● STATED GOAL 1:
Answer these questions from the thread on estimating a Poisson intensity:
(a) What does the asker propose setting the estimated intensity to?
(b) Which estimation method does the reply recommend?
(c) In the likelihood formula for time-binned data, what does $K$ stand for?
● STATED GOAL 2:
In the records, edit the lines from the one containing "Annotate the woman's" to the one containing "<point>725,495</point>" by changing "black tank top" to "dark tank top", and give back only those lines with nothing else altered.

If we have a data set consisting of event times $\{t_1, t_2, \ldots, t_N\}$ and would like to model this as a Poisson process with intensity $\lambda$, how do we do it? Intuitively, I would expect that we can calculate the average waiting time $w = \frac{1}{N-1}\sum_{i=2}^N (t_i-t_{i-1})$ and then set $\hat{\lambda} = 1/w$?
Is this correct? If so, how is it justified? Do we have to consider fitting a Poisson distribution to the number of events after doing some sort of binning?
You can use Maximum Likelihood Estimation, either with synchronous data (time-binned data) or asynchronous data (time-stamped data). The likelihood function changes accordingly.
For time-binned (or synchronous) data, you can simply use the joint Poisson probability mass function for your observed counts as the likelihood function:
$ L = \prod^{K}_{i=1} \frac{\lambda^{x_i}}{x_i!} \exp(-\lambda) $,
where $K$ is the number of bins, $x_i$ the count of events in bin $i$, and $\lambda$ the constant intensity that you want to estimate.

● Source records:
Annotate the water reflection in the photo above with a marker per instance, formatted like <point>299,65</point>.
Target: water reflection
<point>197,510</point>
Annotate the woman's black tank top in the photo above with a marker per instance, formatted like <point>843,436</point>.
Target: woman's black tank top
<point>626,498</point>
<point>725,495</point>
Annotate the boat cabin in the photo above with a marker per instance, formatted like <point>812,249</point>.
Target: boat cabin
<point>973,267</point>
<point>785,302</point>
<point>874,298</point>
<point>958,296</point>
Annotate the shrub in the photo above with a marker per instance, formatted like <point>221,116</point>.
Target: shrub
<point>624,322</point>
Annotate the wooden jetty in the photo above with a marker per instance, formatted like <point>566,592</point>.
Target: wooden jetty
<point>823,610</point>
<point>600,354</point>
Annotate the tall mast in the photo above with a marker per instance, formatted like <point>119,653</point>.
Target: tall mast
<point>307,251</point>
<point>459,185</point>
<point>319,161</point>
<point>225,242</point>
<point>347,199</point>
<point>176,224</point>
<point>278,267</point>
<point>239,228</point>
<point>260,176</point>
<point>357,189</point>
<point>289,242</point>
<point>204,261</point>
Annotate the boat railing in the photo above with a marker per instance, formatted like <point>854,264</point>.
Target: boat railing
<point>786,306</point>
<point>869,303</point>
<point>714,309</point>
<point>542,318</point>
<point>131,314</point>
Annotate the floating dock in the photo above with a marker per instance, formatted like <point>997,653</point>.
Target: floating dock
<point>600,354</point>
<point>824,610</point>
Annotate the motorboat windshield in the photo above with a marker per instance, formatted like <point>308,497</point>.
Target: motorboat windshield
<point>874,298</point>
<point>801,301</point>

● WRITTEN REPLY 1:
(a) $\hat{\lambda} = 1/w$, one over the average waiting time $w$.
(b) Maximum Likelihood Estimation.
(c) The number of bins.

● WRITTEN REPLY 2:
Annotate the woman's dark tank top in the photo above with a marker per instance, formatted like <point>843,436</point>.
Target: woman's dark tank top
<point>626,498</point>
<point>725,495</point>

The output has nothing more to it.